Supplied passage >>
[BEGIN]

Characteristics per Gender, publisher

To represent the average characteristics, radarchart will be used.

  • Characteristics looked at are : id,align,eye,hair and alive.
  • the idea is to group the rows by these features and compute their mean
  • later by taking the higher percentage, we can deduce a profile representative of each publisher.
example: vs Hair feature
#function to aggregate data by (gender, feature, publisher)
aggregateFeature <- function(current_publisher, feature){
  #empty list to keep dataframe by (gender, feature)
  currentFeature <- list()
  if(current_publisher == 'Marvel'){
    gender_list <- gender_list_marvel
  } else {
    gender_list <- gender_list_dc
  }

  for(i in 1:length(gender_list)){
    currentFeature[[i]] <- comic_characters %>%
      filter(publisher == current_publisher ) %>%
      select(hair, sex) %>%
      na.omit() %>%
      group_by(hair) %>%
      filter(sex == gender_list[i]) %>%
      summarise(number = n()) %>%
      arrange(-number) %>%
      mutate(countT = sum(number)) %>%
      mutate(percentage = round(100*number/countT,1)) %>%
      select(hair, percentage, number)

[END]

Aim 1 >>
Transcribe the passage on characteristics per gender and publisher between "To represent the" and "currentFeature <- list()", inclusive.
The passage and the records have no connection to each other.

Input data >>

[BEGIN]

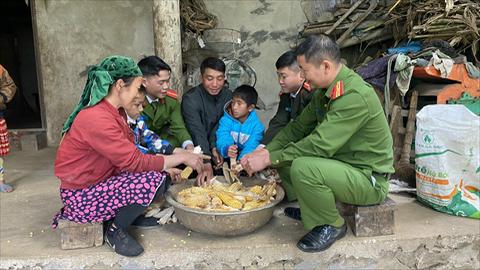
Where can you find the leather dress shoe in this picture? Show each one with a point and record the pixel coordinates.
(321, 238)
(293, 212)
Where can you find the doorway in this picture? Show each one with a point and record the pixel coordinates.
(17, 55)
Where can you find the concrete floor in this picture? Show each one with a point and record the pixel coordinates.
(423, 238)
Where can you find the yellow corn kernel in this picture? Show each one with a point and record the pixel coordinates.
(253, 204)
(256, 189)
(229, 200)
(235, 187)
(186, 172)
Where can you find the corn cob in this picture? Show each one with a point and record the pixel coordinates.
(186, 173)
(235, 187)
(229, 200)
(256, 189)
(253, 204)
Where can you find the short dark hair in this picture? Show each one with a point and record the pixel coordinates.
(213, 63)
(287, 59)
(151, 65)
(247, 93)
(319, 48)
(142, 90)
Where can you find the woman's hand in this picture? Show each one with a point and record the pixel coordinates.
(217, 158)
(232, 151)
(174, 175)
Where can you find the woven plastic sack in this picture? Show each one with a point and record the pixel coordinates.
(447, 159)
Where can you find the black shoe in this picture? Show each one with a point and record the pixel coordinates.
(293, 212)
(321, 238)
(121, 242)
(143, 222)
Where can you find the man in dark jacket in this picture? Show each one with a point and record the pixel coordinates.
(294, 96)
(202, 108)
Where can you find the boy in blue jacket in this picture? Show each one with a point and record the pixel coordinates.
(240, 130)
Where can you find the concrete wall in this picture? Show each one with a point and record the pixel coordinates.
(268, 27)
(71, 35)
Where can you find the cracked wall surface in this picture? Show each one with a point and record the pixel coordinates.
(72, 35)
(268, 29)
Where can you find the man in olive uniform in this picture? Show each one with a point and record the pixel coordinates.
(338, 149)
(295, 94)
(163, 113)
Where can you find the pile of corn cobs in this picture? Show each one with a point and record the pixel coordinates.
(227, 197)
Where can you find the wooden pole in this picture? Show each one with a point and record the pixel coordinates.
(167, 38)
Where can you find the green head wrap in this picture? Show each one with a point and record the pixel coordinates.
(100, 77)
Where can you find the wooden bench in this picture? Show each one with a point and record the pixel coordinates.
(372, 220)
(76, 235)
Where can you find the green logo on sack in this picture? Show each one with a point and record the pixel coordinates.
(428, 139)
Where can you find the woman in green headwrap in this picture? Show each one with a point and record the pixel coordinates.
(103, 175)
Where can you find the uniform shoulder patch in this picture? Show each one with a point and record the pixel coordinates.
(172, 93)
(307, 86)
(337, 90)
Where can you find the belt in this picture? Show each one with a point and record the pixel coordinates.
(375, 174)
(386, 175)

[END]
[BEGIN]

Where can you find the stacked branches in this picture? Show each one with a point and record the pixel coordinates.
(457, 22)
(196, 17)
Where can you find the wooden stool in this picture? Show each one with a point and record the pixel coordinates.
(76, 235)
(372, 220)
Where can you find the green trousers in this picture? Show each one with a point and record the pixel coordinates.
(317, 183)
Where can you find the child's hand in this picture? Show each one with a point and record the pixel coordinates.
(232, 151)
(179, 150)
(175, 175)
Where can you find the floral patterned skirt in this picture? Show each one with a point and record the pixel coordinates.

[END]
[BEGIN]

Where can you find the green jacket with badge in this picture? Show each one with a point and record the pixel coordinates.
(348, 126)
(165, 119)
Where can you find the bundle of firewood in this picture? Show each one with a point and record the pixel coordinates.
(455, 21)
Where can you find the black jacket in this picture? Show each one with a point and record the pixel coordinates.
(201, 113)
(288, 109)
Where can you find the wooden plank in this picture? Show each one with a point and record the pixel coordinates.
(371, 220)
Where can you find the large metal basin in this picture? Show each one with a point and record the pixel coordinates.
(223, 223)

[END]

Aim 2 >>
Pull out every line of the records that contains the word "black".

Final answer 1 >>
To represent the average characteristics, radarchart will be used.

  • Characteristics looked at are : id,align,eye,hair and alive.
  • the idea is to group the rows by these features and compute their mean
  • later by taking the higher percentage, we can deduce a profile representative of each publisher.
example: vs Hair feature
#function to aggregate data by (gender, feature, publisher)
aggregateFeature <- function(current_publisher, feature){
  #empty list to keep dataframe by (gender, feature)
  currentFeature <- list()

Final answer 2 >>
Where can you find the black shoe in this picture? Show each one with a point and record the pixel coordinates.
Where can you find the black jacket in this picture? Show each one with a point and record the pixel coordinates.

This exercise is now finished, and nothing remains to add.